* _EXERCISE_
Your task is to write out the lines from the line containing "Where can the sandhill" through the last line of the material, exactly.

* _ENTRIES_
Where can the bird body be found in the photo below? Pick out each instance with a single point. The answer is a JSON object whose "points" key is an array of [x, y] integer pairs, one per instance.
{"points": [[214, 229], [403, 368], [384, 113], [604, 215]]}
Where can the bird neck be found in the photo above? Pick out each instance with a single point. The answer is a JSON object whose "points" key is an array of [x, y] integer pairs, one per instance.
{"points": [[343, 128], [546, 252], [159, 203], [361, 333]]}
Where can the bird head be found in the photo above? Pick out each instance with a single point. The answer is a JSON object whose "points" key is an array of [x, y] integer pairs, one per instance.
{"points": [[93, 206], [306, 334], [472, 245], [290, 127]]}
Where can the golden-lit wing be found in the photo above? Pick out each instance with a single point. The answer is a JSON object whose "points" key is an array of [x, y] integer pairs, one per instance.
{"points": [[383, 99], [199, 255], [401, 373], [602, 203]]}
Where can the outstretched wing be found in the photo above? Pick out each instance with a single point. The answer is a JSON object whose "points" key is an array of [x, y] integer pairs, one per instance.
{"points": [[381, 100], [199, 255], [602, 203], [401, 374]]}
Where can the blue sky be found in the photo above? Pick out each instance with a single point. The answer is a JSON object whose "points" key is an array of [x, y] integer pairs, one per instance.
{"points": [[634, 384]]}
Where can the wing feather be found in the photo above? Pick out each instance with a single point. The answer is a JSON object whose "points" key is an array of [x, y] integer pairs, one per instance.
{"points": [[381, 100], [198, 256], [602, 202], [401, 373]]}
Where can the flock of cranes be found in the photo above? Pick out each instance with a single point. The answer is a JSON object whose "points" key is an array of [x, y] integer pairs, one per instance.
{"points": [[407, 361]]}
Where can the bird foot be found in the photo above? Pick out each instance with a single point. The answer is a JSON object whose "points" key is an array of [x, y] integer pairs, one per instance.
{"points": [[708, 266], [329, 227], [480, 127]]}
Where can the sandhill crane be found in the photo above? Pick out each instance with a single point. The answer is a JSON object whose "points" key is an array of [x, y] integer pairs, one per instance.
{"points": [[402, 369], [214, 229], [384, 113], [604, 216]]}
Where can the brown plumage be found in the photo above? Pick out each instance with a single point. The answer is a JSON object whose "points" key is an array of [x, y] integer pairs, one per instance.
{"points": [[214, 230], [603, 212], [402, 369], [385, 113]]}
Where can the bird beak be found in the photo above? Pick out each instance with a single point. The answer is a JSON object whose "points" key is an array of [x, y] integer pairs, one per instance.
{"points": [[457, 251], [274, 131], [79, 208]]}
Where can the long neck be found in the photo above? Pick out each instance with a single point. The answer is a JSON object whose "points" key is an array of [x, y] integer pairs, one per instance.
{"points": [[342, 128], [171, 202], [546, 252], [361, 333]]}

* _FINAL RESULT_
Where can the sandhill crane be found in the photo above? Pick out each instance with a single point. The answer is a JSON object whose "points" key is an array of [x, y] integer pairs, one per instance.
{"points": [[402, 369], [214, 229], [384, 113], [604, 216]]}
Where can the brown plumage be found in the photo above? Pick out each instance with a single point. The answer is a JSON object whose "points" key is an array of [x, y] integer pairs, one per instance.
{"points": [[214, 230], [603, 212], [402, 369], [385, 113]]}
Where can the bird beak be found in the photo above? Pick out each instance with a single point. The answer is a JSON object whose "points" key is an array of [x, y] integer pairs, one per instance.
{"points": [[457, 251], [274, 131], [79, 208]]}
Where can the long neck be found in the photo above? Pick out each instance with a single point. The answer is a JSON object whose "points" key is an array of [x, y] integer pairs, one per instance.
{"points": [[342, 128], [171, 202], [546, 252], [361, 333]]}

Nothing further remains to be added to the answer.